*REQUIRED WORK*
1 > In the Nintendo controller MP3 instructions, which model of MP3 player appears on the list of items?
2 > Reproduce the stretch of the Nintendo controller MP3 instructions from "Round Tooth Picks" through "Hub for $0.99!)".

*TEXT EXCERPT*
%%

Introduction: Nintendo Controller MP3, Version 2.0
First of all, I offer recognition to Morte_Moya for his instructable "NES Controller MP3 Player". I built one following his instructable and it worked great!
I let my imagination go on a second build. I utilized the original NES circuit board found inside the controller. Using the NES circuit board eliminates purchasing micro-tactile switches and gluing buttons.
My son got this for Christmas and hasn't put it down!
Step 1: Items to Score:
Coby MP200-1G, 1GB MP3 Player
Blue Ray Gift Card (Mine came from Target)
Soldering Iron (Low temp ~ 6w - 15w)
Razor Knife or Exacto-Knife
Small Needle-nose Pliers
Small amount of Baking Soda (trust me!)
Round Tooth Picks
Finger-Nail Polish Remover
Kitchen Sponge or Tempurpedic Memory Foam (Send away for a sample!)
Female USB Port (Goodwill Thrift Store - I got 4 in an old USB Hub for $0.99!)
Computer Ribbon Cable (Goodwill Thrift Store or computer parts pile)
Male to Male USB Cable (Dollar Store or make one)

%%

*Excerpts from a detection dataset*
%%

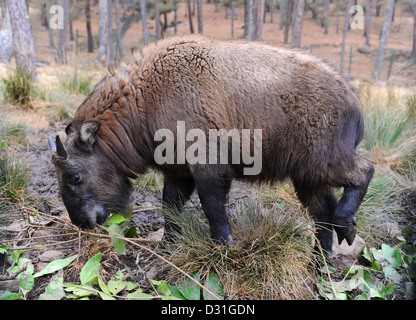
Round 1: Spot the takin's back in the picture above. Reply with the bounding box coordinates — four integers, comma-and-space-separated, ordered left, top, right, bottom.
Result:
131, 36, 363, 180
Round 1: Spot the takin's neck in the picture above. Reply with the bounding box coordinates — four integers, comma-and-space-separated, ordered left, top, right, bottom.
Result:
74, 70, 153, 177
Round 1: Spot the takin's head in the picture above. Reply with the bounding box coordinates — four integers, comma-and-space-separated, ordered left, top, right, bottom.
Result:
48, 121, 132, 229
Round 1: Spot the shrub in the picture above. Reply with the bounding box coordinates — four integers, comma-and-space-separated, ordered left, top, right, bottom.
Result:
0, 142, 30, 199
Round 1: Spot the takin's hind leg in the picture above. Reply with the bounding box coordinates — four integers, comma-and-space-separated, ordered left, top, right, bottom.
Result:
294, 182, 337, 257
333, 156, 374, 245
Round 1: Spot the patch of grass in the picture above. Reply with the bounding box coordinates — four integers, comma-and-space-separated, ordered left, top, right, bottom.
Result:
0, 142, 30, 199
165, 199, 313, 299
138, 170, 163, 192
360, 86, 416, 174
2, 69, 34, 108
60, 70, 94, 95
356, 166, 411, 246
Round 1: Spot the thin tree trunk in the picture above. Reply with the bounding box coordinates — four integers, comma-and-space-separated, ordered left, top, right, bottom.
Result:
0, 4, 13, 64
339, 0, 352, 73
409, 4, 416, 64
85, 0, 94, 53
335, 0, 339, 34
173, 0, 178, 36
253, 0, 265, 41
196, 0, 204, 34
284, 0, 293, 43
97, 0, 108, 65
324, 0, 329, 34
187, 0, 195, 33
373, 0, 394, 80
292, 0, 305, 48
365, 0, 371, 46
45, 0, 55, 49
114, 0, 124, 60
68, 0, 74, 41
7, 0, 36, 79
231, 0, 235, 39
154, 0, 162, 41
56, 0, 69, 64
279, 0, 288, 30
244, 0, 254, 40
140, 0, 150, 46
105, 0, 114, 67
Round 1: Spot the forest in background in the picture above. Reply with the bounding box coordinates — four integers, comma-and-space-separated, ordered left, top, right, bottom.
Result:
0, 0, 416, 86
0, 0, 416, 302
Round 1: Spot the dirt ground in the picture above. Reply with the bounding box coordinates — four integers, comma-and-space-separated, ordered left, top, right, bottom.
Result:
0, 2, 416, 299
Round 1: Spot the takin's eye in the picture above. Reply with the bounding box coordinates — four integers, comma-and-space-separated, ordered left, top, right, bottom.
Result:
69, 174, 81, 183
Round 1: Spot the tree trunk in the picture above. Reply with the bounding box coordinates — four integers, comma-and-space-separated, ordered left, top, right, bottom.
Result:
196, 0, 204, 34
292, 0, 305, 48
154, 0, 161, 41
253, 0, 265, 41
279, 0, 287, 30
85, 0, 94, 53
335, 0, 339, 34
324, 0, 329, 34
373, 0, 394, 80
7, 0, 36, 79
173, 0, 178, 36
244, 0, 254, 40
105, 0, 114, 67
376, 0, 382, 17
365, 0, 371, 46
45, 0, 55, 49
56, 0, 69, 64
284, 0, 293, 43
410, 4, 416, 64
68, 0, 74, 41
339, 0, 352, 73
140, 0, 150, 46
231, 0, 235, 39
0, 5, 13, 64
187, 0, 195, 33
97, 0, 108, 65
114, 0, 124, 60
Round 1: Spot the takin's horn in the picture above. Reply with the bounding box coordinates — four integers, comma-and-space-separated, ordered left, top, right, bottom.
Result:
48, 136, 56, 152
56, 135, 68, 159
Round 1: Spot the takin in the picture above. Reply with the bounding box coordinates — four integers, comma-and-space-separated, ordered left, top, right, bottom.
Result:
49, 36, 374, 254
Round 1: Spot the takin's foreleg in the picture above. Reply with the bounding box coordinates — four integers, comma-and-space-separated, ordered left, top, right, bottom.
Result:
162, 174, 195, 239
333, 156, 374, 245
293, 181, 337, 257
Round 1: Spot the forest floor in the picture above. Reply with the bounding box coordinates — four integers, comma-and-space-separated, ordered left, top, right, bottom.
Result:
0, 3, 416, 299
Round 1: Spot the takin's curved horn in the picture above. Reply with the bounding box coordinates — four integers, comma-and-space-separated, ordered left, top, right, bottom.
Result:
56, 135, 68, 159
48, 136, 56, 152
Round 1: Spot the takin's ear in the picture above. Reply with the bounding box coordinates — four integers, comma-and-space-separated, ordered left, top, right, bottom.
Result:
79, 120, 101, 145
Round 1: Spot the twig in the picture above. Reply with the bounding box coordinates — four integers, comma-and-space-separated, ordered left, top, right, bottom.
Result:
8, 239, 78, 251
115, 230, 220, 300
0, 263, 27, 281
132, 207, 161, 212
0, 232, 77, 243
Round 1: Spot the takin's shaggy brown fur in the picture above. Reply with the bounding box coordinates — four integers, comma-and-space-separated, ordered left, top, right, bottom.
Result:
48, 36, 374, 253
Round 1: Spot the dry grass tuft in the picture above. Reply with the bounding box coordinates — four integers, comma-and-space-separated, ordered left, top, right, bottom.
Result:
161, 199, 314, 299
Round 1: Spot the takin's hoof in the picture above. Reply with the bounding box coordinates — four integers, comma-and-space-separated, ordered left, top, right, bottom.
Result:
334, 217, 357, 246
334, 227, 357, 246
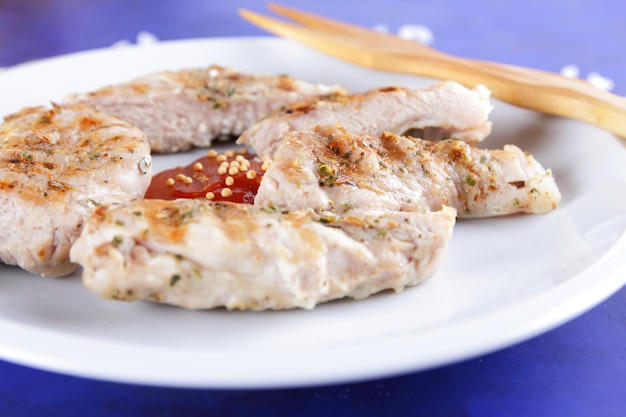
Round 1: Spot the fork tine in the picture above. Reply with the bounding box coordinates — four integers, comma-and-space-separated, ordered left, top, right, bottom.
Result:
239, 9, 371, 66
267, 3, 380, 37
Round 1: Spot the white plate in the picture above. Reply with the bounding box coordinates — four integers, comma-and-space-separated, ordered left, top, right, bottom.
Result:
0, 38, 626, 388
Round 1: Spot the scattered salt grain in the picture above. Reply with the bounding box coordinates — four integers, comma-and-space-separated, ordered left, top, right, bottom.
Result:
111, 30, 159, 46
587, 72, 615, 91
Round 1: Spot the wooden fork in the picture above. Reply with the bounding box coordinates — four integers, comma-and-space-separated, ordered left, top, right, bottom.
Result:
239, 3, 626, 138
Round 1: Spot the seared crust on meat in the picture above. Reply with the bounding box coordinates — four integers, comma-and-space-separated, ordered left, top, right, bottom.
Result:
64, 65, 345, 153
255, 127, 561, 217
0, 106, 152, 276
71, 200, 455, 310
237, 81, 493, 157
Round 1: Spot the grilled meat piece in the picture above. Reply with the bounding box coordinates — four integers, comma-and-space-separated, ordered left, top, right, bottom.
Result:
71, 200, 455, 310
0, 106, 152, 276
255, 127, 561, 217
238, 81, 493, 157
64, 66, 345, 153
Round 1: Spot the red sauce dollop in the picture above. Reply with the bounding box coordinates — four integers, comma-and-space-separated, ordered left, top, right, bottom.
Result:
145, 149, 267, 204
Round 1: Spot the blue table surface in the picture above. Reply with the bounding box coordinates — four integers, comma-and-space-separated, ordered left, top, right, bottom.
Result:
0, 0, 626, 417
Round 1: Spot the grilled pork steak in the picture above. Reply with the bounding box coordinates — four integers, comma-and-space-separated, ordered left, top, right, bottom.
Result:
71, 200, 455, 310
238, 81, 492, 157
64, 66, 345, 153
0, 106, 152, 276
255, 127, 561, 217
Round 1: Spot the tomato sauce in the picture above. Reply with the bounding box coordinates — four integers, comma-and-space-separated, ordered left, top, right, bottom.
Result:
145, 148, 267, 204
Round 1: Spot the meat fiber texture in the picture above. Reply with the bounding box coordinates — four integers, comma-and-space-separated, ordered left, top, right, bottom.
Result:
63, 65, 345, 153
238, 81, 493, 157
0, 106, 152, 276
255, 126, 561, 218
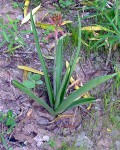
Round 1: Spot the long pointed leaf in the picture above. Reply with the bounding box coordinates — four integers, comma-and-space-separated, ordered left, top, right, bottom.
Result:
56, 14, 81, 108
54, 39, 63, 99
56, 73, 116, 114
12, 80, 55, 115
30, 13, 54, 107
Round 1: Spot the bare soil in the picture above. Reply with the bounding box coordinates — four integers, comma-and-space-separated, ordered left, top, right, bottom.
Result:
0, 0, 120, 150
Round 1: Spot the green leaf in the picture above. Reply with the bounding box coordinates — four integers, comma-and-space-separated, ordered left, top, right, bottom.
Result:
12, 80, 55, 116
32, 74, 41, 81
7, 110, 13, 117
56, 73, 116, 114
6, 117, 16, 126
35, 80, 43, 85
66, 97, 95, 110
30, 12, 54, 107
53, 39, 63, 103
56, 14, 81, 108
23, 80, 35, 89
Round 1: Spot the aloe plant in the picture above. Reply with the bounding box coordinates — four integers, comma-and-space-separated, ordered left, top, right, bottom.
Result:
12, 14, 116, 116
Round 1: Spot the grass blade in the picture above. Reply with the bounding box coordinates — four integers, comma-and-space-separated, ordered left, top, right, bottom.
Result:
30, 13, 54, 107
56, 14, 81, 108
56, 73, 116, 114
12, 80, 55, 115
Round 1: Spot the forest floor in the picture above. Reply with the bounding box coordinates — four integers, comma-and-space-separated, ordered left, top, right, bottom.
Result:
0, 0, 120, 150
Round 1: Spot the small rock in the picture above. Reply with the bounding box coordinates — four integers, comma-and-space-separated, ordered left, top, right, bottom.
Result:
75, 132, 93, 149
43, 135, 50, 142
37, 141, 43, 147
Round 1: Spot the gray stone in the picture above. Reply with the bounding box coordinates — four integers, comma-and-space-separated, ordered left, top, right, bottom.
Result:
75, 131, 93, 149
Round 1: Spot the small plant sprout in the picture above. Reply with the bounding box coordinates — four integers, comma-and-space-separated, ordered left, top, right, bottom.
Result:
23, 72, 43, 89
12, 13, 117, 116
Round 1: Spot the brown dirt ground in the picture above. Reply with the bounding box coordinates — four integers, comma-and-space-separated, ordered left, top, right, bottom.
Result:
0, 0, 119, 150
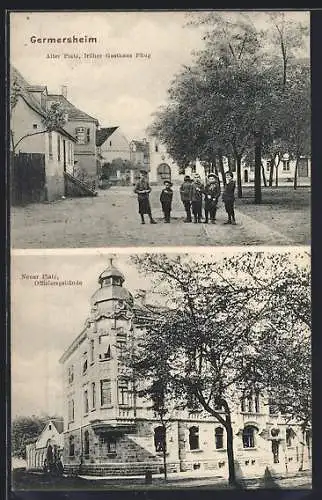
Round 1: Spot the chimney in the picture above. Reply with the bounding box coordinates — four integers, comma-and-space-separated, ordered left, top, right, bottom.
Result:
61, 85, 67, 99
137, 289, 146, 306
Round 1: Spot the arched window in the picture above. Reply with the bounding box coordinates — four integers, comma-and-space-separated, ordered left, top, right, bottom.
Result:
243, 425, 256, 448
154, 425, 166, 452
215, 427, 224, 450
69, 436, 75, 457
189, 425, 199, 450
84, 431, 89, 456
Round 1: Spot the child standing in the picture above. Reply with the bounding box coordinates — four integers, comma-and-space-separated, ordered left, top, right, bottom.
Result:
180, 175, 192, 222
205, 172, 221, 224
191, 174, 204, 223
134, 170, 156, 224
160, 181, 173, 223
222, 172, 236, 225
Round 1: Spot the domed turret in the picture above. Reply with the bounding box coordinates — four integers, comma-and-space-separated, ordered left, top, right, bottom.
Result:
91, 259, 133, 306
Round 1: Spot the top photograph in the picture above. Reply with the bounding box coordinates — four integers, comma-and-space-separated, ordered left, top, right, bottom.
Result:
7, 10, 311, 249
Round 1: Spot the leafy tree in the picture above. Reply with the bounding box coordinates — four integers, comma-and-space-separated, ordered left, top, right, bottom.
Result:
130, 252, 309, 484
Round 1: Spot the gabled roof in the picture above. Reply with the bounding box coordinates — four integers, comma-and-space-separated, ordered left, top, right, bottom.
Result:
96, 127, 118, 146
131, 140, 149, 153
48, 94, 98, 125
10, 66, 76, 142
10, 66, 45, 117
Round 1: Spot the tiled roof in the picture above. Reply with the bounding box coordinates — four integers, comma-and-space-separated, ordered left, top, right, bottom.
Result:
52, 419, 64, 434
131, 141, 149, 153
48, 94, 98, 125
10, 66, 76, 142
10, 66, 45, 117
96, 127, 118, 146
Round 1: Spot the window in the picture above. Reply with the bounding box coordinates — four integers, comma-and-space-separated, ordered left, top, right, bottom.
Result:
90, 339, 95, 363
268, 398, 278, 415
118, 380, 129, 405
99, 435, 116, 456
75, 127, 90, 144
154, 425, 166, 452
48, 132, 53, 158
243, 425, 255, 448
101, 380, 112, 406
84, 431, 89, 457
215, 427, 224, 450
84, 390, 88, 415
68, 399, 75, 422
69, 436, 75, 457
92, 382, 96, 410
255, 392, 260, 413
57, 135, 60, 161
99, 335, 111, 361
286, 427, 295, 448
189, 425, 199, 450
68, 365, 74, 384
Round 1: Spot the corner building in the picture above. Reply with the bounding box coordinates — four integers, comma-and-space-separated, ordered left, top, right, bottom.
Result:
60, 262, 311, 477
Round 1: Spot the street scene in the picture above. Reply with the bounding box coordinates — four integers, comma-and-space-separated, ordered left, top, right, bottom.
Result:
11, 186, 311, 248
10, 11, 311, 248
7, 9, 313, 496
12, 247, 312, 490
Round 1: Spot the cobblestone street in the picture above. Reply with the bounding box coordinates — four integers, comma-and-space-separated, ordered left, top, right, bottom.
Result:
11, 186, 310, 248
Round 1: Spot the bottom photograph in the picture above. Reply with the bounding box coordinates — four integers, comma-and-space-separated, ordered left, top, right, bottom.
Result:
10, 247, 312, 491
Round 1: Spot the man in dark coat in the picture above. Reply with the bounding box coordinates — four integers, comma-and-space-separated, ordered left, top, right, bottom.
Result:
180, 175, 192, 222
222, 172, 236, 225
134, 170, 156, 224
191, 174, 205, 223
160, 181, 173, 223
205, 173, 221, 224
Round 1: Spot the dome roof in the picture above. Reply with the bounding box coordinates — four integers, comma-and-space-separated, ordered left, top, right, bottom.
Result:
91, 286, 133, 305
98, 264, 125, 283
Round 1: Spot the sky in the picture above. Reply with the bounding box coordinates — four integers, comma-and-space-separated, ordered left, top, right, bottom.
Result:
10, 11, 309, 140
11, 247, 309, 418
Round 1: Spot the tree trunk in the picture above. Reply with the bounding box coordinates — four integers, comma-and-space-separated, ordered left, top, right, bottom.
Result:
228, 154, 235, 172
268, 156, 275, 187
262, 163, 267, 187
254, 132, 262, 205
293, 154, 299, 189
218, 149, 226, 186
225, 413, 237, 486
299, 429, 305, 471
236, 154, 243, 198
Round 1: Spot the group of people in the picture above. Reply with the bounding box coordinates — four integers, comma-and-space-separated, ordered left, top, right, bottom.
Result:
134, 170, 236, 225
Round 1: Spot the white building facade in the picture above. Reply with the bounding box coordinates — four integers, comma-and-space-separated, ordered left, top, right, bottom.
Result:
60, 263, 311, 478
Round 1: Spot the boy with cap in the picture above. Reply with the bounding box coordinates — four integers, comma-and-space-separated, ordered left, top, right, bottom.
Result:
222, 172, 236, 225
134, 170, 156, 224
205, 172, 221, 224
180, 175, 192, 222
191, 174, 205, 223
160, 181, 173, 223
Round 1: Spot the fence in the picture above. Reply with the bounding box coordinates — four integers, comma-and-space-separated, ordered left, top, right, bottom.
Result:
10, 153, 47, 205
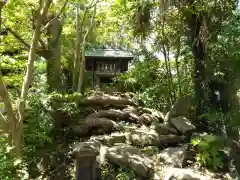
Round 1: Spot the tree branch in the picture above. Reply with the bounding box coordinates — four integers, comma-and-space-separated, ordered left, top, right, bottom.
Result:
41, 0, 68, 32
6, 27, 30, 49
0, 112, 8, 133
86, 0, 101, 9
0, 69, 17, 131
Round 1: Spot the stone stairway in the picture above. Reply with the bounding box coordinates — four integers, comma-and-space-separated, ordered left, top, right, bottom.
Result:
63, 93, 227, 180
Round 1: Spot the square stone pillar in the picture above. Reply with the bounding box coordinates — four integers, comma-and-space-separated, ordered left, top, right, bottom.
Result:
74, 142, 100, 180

%%

*PROBLEM SOLUTIONS*
1 > Coby MP200-1G, 1GB MP3 Player

2 >
Round Tooth Picks
Finger-Nail Polish Remover
Kitchen Sponge or Tempurpedic Memory Foam (Send away for a sample!)
Female USB Port (Goodwill Thrift Store - I got 4 in an old USB Hub for $0.99!)